# TEXT BLOCK:

═══

The move, aimed at diversifying borrowings and lowering funding costs, marks the company’s first major capital market tap since FY18.

The decision to tap the bond market (via NCDs) and the short-term money market (via CPs) stems from the fact that transmission of repo rate cuts into these markets is faster as compared to the loan market. So, the company will benefit from lower borrowing cost.

T Karunakaran, MD & CEO, RHFL, recently told analysts “We are happy to share that we have started diversification of our borrowings. After a very long time gap, we entered the capital market. As an initial step, the company has successfully issued Commercial Paper amounting to Rs.150 crores.”

Shanthi Srikanth, CFO, said: “Our cost of borrowing is consistently reducing,…majority commercial banks have still not passed on the benefit (of repo rate cuts) to us. And we are trying our best to reduce the cost of borrowing by at least diversifying with the NCD market and the PTC (pass through certificates issued under securitisation) market.”

RHFL, which was established in April 2000 by the Repatriates Cooperative Finance & Development Bank (Repco Bank), last tapped the bond market in FY18, when it issued NCDs aggregating ₹652 crores (previous year ₹385 crores).

In FY21, the company repaid NCDs of face value ₹652 crores even as it issued CPs aggregating ₹100 crore. After this CP issuance, it did not tap this route for raising funds.

═══

# AIM A:
The passage on RHFL's borrowing mentions several amounts in crores. List each one in the order it appears, repeats included, with what it refers to.
# AIM B:
Decide whether each statement agrees with the passage on RHFL's borrowing. Answer yes or no for each, and quote the words that decide it.
(i) RHFL was set up in April 2000 by Repco Bank.
(ii) Most commercial banks have already passed the benefit of repo rate cuts on to RHFL.
(iii) After issuing CPs in FY21, the company kept raising funds through CPs.
# AIM C:
Continue the passage on RHFL's borrowing from its last sentence.

# COLLECTED MATERIAL:
═══

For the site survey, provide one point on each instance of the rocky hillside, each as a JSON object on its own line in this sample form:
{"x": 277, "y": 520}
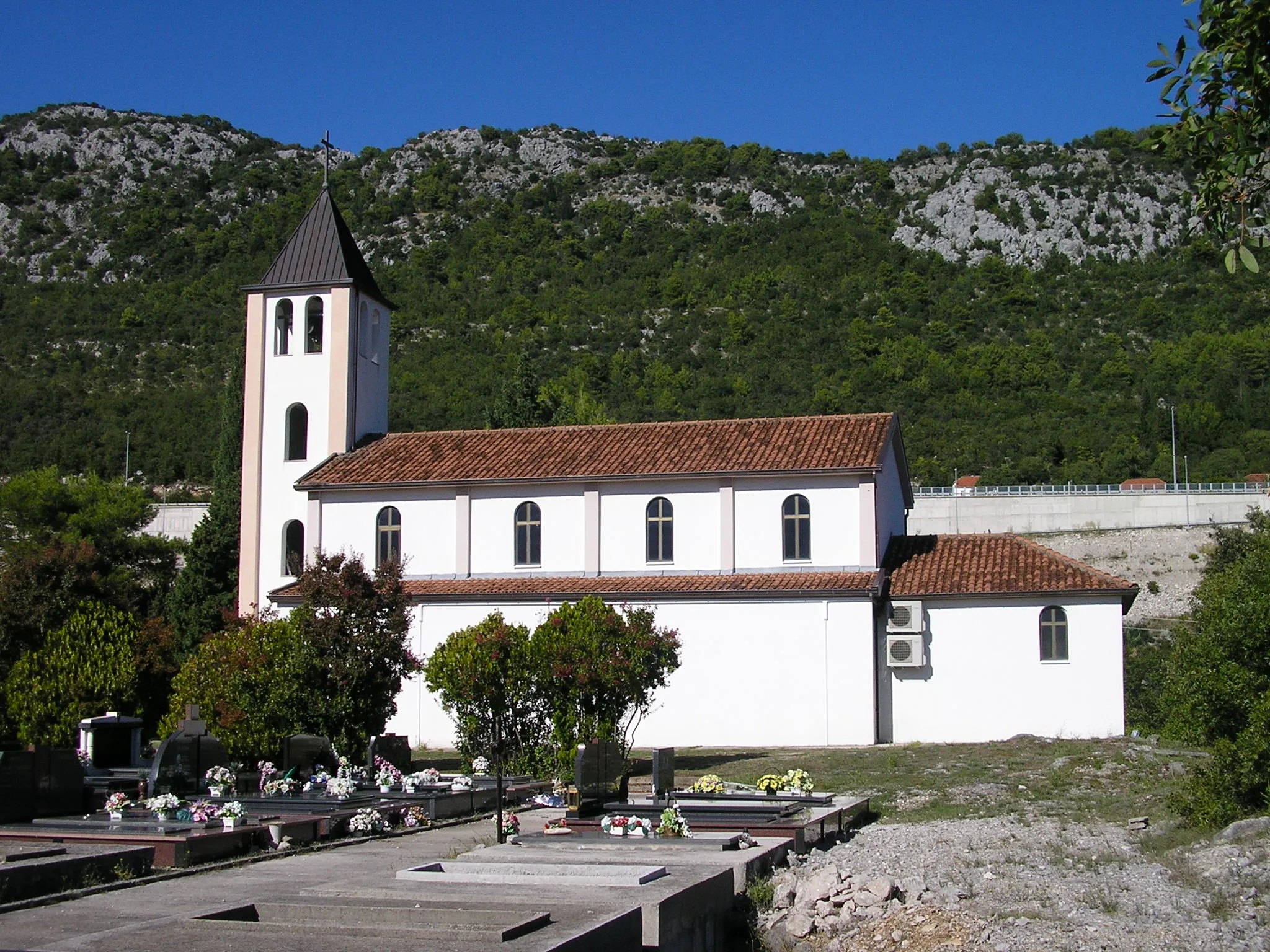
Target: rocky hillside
{"x": 71, "y": 178}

═══

# EXERCISE OUTPUT A:
1. Rs.150 crores: Commercial Paper recently issued as the first step in diversifying borrowings
2. ₹652 crores: NCDs issued in FY18
3. ₹385 crores: NCDs issued in the year before FY18
4. ₹652 crores: face value of NCDs repaid in FY21
5. ₹100 crore: CPs issued in FY21

# EXERCISE OUTPUT B:
(i) Yes: "established in April 2000 by the Repatriates Cooperative Finance & Development Bank (Repco Bank)"
(ii) No: "majority commercial banks have still not passed on the benefit (of repo rate cuts) to us"
(iii) No: "After this CP issuance, it did not tap this route for raising funds."

# EXERCISE OUTPUT C:
Over the last couple of years, while other HFCs have been gradually reducing their dependence on Bank funding by tapping the bond markets, RHFL has stepped up its reliance on bank funding.

As of March 31, 2025, 82.9 per cent of the Company’s borrowings were by way of borrowings from Commercial Banks (79.2 per cent as of March 31, 2024), 7.9 per cent by way of refinancing from the National Housing Bank (10.8 per cent), 10.0 per cent from Repco Bank (10.0 per cent).

As at March-end 2025, RHFL’s overall borrowings stood at ₹11,148.02 crore (₹10,698.62 crore as at March-end 2024), with the average tenor of borrowings coming down to 7.85 years from 8.5 years. Its cost of borrowings rose to 8.6 per cent as at March-end 2025 from 8.3 per cent as at March-end 2024.

During Q1FY26, the HFC’s disbursements were up 22 per cent year-on-year (yoy) at ₹829 crore (₹680 crore in the year ago quarter). The overall loan book grew about 7 per cent yoy to ₹14,690 crore as at June-end 2025 against ₹13,701 crore as at June-end 2024. In Q1FY26, RHFL reported a net profit of ₹108 crore (₹105.40 crore).